* Provided material:
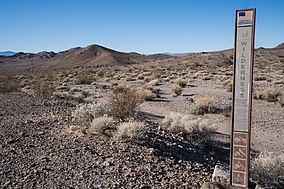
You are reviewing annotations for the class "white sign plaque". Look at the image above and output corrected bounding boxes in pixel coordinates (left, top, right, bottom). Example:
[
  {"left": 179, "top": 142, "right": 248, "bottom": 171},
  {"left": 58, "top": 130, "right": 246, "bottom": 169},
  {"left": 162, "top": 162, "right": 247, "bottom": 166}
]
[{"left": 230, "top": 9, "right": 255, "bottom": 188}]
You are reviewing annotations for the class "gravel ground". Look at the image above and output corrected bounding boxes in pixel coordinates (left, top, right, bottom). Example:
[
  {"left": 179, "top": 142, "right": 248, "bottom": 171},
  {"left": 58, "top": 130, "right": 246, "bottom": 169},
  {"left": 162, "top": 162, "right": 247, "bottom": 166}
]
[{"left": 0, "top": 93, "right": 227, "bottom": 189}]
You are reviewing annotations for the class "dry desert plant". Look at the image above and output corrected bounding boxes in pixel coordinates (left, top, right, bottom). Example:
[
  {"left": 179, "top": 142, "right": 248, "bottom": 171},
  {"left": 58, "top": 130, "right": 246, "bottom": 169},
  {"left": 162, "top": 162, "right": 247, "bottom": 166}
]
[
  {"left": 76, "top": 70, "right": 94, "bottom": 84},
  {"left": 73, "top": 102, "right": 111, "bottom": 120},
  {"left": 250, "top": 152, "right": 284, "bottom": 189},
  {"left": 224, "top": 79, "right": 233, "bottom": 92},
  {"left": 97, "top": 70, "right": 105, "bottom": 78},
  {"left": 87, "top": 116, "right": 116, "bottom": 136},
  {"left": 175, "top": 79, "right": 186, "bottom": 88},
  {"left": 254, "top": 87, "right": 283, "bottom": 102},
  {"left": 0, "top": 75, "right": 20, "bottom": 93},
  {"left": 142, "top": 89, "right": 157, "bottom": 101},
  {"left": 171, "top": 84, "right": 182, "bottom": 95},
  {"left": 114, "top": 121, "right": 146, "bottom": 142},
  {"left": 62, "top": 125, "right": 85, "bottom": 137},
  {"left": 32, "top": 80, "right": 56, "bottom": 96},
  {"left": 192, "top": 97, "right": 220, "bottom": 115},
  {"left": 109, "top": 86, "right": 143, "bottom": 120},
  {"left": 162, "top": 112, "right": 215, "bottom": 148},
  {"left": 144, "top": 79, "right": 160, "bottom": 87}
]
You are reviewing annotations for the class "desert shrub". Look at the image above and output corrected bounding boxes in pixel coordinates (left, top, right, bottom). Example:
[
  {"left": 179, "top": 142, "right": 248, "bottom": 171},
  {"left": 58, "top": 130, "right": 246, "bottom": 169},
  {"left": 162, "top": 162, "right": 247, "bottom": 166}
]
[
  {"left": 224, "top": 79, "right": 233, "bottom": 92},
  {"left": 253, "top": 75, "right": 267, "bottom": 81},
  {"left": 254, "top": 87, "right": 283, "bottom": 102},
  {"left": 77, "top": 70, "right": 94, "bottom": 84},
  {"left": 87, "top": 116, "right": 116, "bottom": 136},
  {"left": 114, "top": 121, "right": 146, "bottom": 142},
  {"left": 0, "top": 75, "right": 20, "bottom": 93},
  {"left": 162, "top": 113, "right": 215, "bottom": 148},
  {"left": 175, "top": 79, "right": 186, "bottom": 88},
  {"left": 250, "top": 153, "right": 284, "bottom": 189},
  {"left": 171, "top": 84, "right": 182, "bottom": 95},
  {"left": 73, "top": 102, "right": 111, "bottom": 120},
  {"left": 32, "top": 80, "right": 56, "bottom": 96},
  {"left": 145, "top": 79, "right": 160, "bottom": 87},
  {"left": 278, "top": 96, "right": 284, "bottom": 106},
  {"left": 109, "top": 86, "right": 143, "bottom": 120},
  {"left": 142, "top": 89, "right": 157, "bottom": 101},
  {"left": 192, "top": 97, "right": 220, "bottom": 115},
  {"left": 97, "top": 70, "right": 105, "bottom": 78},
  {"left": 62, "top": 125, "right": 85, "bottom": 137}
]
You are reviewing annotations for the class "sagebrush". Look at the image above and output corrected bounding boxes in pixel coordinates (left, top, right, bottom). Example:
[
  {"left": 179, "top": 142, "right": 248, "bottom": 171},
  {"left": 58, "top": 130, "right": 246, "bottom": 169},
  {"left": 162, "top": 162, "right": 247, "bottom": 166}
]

* Exercise brief: Please gather and copy each line from the rows above that contains the word "desert". Case counts.

* Response to the exercise:
You are reviewing annotations for the class "dry desert plant". Look at the image above and output corrected bounding boxes in pixel coordinates (left, top, right, bottom). Example:
You are reviewing annotations for the class "desert shrub". Look at the image above and output corrected bounding boxes in pixel coordinates (left, top, right, bottom). Example:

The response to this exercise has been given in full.